- **TRECHO DO TEXTO**:
Responsabilidade por danos decorrentes de sistemas de IA
No mundo contemporâneo, a ascensão dos sistemas de Inteligência Artificial ("IA") vem demonstrando uma capacidade de inovação em diversos setores que há muito pouco tempo era inimaginável. No entanto, essa rápida evolução também traz inúmeros desafios que precisam ser avaliados e discutidos. À medida que o uso da IA se torna cada vez mais comum e frequente, surgem dúvidas e questões relacionadas à responsabilidade por danos decorrentes do uso desses sistemas.
De acordo com Tim Cook, CEO da Apple: "O que todos devemos fazer é nos certificar de que estamos usando a IA de uma maneira que beneficie a sociedade, e não que a deteriore".
Este artigo vai explorar aspectos legais, éticos e práticos desta temática.
Importância da Inteligência Artificial
Cada vez mais, a nossa sociedade encontra-se imersa em um ambiente digital, onde a tecnologia desempenha um papel fundamental nas nossas vidas pessoais e profissionais. Neste cenário, a IA surge de forma transformadora, modificando a maneira como interagimos com o mundo ao nosso redor. A IA se faz presente em assistente virtuais em nossos smartphones até algoritmos avançados que impulsionam decisões empresariais.
Seja por meio de automação de tarefas rotineiras, personalização de recomendações de produtos ou otimização de processos industriais, a IA tem o potencial de aprimorar significativamente a eficiência e a conveniência em diversas áreas. No âmbito pessoal, vemos como exemplo a crescente integração de assistentes virtuais e tecnologias de reconhecimento de voz dentro das nossas casas, simplificando tarefas quotidianas e proporcionando uma experiência mais integrada com a tecnologia.
No contexto profissional, a IA pode desempenhar um papel importante em setores como finanças, saúde, manufatura, dentre outros. Sistemas avançados de análise de dados e aprendizado de robôs estão sendo utilizados para tomar decisões complexas, antecipar tendências de mercado e otimizar cadeias de suprimentos. A automação de processos repetitivos libera recursos humanos para atividades mais estratégicas e criativas.
No entanto, por ser uma realidade muito recente e ainda sem regulamentação específica, existem muitos desafios que precisam ser mapeados e estudados. Dentre eles, estão aqueles relacionados à responsabilidade legal decorrente de danos causados por falhas ou decisões inadequadas desses sistemas.
Responsabilidade em Inteligência Artificial
A responsabilidade, em seu sentido mais amplo, é a obrigação legal de prestar contas por ações, decisões ou impactos resultantes de uma atividade específica. Trata-se do reconhecimento de que indivíduos ou entidades possuem deveres éticos e legais associados às suas ações e que devem arcar com as consequências delas, sejam positivas ou negativas. A responsabilidade serve como um alicerce para a ordem social e legal, garantindo equilíbrio entre a liberdade de ação e a necessidade de proteger interesses individuais e coletivos.

Entradas de marcação de locais em imagens

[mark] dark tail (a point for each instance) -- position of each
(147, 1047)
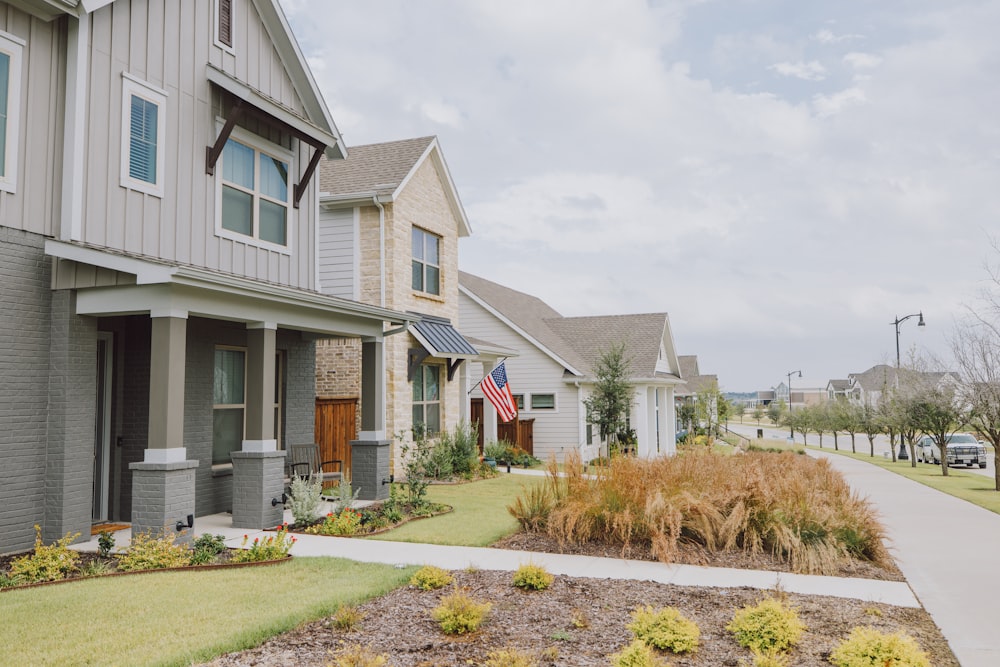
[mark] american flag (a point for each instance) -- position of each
(496, 388)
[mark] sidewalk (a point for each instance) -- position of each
(946, 548)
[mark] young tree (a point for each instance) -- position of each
(610, 401)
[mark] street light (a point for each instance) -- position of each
(789, 374)
(903, 456)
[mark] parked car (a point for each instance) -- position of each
(962, 449)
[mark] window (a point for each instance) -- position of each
(426, 267)
(427, 398)
(224, 24)
(229, 398)
(254, 197)
(543, 401)
(143, 136)
(10, 105)
(229, 402)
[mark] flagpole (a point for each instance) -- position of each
(484, 377)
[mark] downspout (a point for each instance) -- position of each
(381, 249)
(74, 127)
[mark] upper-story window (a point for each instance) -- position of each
(426, 265)
(255, 201)
(224, 24)
(143, 135)
(10, 104)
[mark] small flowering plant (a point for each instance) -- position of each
(345, 522)
(271, 547)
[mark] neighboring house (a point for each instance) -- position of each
(390, 223)
(158, 217)
(553, 372)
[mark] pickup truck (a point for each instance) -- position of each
(962, 449)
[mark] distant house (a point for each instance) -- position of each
(389, 227)
(553, 372)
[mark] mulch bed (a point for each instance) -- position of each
(577, 621)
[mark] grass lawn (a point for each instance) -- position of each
(176, 618)
(480, 517)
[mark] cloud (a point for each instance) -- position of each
(807, 71)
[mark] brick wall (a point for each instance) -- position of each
(24, 367)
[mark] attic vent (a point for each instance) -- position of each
(226, 22)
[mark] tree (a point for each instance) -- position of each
(610, 401)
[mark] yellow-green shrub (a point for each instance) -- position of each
(153, 553)
(637, 654)
(509, 657)
(48, 562)
(430, 578)
(867, 647)
(666, 629)
(459, 614)
(359, 656)
(532, 577)
(767, 627)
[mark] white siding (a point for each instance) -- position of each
(338, 253)
(556, 431)
(34, 205)
(168, 43)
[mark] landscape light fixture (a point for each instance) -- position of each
(903, 456)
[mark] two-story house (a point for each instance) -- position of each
(390, 223)
(553, 373)
(160, 299)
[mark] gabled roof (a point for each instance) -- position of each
(575, 342)
(382, 170)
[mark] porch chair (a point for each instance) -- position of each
(305, 460)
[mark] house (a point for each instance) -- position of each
(553, 373)
(158, 224)
(390, 223)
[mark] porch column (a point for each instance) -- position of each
(258, 470)
(163, 482)
(371, 453)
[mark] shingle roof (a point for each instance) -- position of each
(579, 341)
(378, 168)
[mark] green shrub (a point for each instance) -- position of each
(458, 614)
(359, 656)
(206, 548)
(272, 547)
(305, 495)
(509, 657)
(868, 647)
(767, 627)
(153, 553)
(532, 578)
(637, 654)
(347, 617)
(666, 629)
(430, 578)
(48, 562)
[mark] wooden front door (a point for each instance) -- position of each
(336, 426)
(476, 414)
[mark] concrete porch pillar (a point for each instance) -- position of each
(163, 482)
(258, 470)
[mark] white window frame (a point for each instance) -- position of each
(259, 145)
(13, 47)
(131, 86)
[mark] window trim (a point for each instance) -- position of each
(133, 87)
(217, 22)
(259, 145)
(424, 263)
(13, 47)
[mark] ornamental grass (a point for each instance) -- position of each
(797, 508)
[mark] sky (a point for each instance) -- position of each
(784, 178)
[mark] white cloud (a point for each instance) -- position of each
(807, 71)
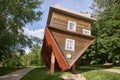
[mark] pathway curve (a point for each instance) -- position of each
(70, 76)
(16, 75)
(110, 70)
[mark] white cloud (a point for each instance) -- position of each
(36, 33)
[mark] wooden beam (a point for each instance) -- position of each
(52, 67)
(73, 68)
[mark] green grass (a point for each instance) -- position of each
(41, 74)
(106, 66)
(92, 74)
(6, 70)
(101, 75)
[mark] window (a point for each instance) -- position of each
(87, 32)
(71, 26)
(69, 44)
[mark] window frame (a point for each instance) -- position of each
(74, 27)
(86, 30)
(68, 44)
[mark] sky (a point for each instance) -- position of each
(37, 28)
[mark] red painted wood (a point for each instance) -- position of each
(49, 45)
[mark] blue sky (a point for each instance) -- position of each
(76, 5)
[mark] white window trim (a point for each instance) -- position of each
(88, 32)
(74, 27)
(73, 45)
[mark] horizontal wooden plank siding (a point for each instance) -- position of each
(81, 43)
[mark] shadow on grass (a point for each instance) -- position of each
(42, 73)
(6, 70)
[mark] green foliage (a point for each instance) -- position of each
(41, 74)
(14, 15)
(106, 48)
(101, 75)
(14, 61)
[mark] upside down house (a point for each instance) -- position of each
(67, 36)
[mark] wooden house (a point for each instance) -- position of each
(67, 36)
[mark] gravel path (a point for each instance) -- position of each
(109, 70)
(70, 76)
(16, 75)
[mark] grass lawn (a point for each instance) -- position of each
(6, 70)
(101, 75)
(41, 74)
(106, 66)
(91, 74)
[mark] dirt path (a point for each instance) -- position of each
(70, 76)
(110, 70)
(16, 75)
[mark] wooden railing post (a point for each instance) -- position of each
(52, 67)
(73, 68)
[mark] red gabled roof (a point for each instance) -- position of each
(50, 45)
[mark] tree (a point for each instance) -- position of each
(15, 14)
(107, 31)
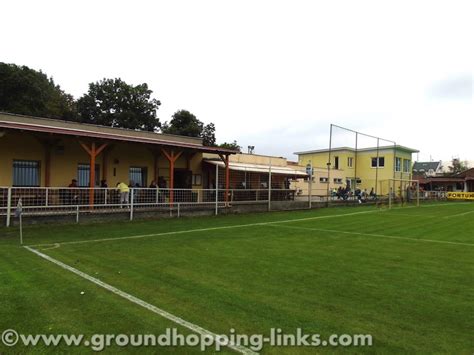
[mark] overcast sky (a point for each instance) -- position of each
(273, 74)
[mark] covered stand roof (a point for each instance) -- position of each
(36, 124)
(258, 168)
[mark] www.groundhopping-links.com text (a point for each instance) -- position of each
(173, 338)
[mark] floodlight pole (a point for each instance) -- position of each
(310, 185)
(9, 206)
(270, 186)
(21, 229)
(329, 165)
(417, 193)
(355, 162)
(217, 189)
(377, 167)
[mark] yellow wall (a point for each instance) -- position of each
(362, 166)
(16, 145)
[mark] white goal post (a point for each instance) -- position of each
(400, 190)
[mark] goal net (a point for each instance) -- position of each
(399, 192)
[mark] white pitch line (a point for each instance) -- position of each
(233, 226)
(459, 214)
(376, 235)
(175, 319)
(205, 229)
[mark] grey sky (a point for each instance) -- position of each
(273, 74)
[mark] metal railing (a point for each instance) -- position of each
(76, 200)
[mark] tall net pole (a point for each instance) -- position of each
(329, 166)
(355, 161)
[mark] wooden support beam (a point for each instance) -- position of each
(93, 152)
(225, 159)
(47, 165)
(172, 157)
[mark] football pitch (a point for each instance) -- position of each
(405, 276)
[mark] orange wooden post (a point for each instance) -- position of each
(172, 157)
(227, 175)
(93, 153)
(47, 167)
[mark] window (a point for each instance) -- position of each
(83, 173)
(26, 173)
(381, 163)
(197, 179)
(350, 161)
(398, 164)
(138, 176)
(406, 165)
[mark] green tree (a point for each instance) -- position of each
(114, 103)
(457, 166)
(183, 123)
(30, 92)
(234, 145)
(208, 135)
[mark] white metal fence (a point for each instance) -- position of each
(74, 201)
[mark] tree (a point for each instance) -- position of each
(183, 123)
(457, 166)
(30, 92)
(234, 145)
(114, 103)
(208, 135)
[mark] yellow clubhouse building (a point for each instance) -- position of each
(39, 152)
(365, 168)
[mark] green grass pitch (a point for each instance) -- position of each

- **O QUE FAZER**:
1 > Reproduza fielmente o trecho do artigo sobre danos causados por IA, começando em "Responsabilidade por danos decorrentes de" e terminando em "práticos desta temática.".
2 > Responda com base no artigo sobre danos causados por IA:
(a) Que cargo de Tim Cook aparece no artigo?
(b) Que setores são dados como exemplo no contexto profissional?
(c) Que três tipos de aspectos o artigo diz que vai explorar?
3 > Continue o artigo sobre danos causados por IA a partir do ponto em que ele termina.
Não é preciso usar os registros.

- **RESPOSTAS POR TAREFA**:
1 >
Responsabilidade por danos decorrentes de sistemas de IA
No mundo contemporâneo, a ascensão dos sistemas de Inteligência Artificial ("IA") vem demonstrando uma capacidade de inovação em diversos setores que há muito pouco tempo era inimaginável. No entanto, essa rápida evolução também traz inúmeros desafios que precisam ser avaliados e discutidos. À medida que o uso da IA se torna cada vez mais comum e frequente, surgem dúvidas e questões relacionadas à responsabilidade por danos decorrentes do uso desses sistemas.
De acordo com Tim Cook, CEO da Apple: "O que todos devemos fazer é nos certificar de que estamos usando a IA de uma maneira que beneficie a sociedade, e não que a deteriore".
Este artigo vai explorar aspectos legais, éticos e práticos desta temática.

2 >
(a) CEO da Apple.
(b) Finanças, saúde e manufatura.
(c) Aspectos legais, éticos e práticos.

3 >
Em contextos onde há o uso de uma IA, a responsabilização se torna um desafio devido à natureza autônoma e complexa dos sistemas, que podem tomar decisões sem intervenção humana direta. A responsabilização pode recair em ações humanas relacionadas ao desenvolvimento e implementação dos sistemas e impactos decorrentes de suas ações autônomas. Isso significa que todos os envolvidos em uma decisão autônoma de um sistema de IA, desde seus desenvolvedores até os usuários finais, possuem a obrigação de compreender e gerenciar os riscos associados ao uso desse sistema.
Determinar a responsabilidade quando uma ação é praticada por um sistema de IA é um desafio complexo. A natureza descentralizada e autônoma da IA torna sombreada a linha de responsabilidade.
Riscos e desafios em sistemas de IA
Primeiramente, cabe destacar quais são os principais riscos e desafios que surgem com o uso frequente de sistemas de IA.
Viés algorítmico
Se manifesta na presença de padrões discriminatórios nas decisões tomadas por esses sistemas, o que pode resultar em tratamento desigual com base em características como raça, gênero ou outros atributos. Um exemplo disso são processos seletivos realizados por IA, onde algoritmos podem inadvertidamente favorecer candidatos de determinado gênero, ampliando disparidades já existentes, como aconteceu com a Amazon. Isso ocorre porque as inteligências artificiais repetem padrões históricos para se educar, refletindo comportamentos discriminatórios que já existem na nossa sociedade. A presença de viéses compromete a equidade e levanta questões éticas e legais sobre a responsabilidade pelas consequências dessas decisões.
Falta de transparência
Temos dificuldade de compreender completamente como um algoritmo toma decisões, o que se torna uma barreira para explicar ou entender o raciocínio por trás das ações do sistema. Um caso famoso que reflete esse aspecto foi uma IA criada pelo Facebook que criou a própria linguagem para comunicação com outro robô que é ininteligível para humanos. Isso pode gerar a desconfiança de usuários e stakeholders, que podem hesitar em confiar em sistemas cujo funcionamento é obscuro. Além disso, a falta de transparência pode ser um obstáculo para identificar e resolver vieses, erros ou comportamentos indesejados, dificultando a implementação eficaz de correções e melhorias.
Tomada de decisões autônomas
Os sistemas de IA possuem capacidade de realizar escolhas sem intervenção humana. Determinar quem é o responsável por essas decisões e como prestam contas por possíveis erros é um grande desafio. Isso demonstra a urgente necessidade de desenvolver estruturas legais e éticas que definem claramente as responsabilidades em cenários de tomada de decisão autônomas.
Legislação e normas
Neste contexto, a criação de legislação e normas que estabeleçam regras claras para o uso responsável da IA é fundamental. No Brasil, ainda não existe uma lei específica aprovada regulamentando a questão. No entanto, existem algumas normas legais que são aplicáveis ao contexto de danos causados por IA.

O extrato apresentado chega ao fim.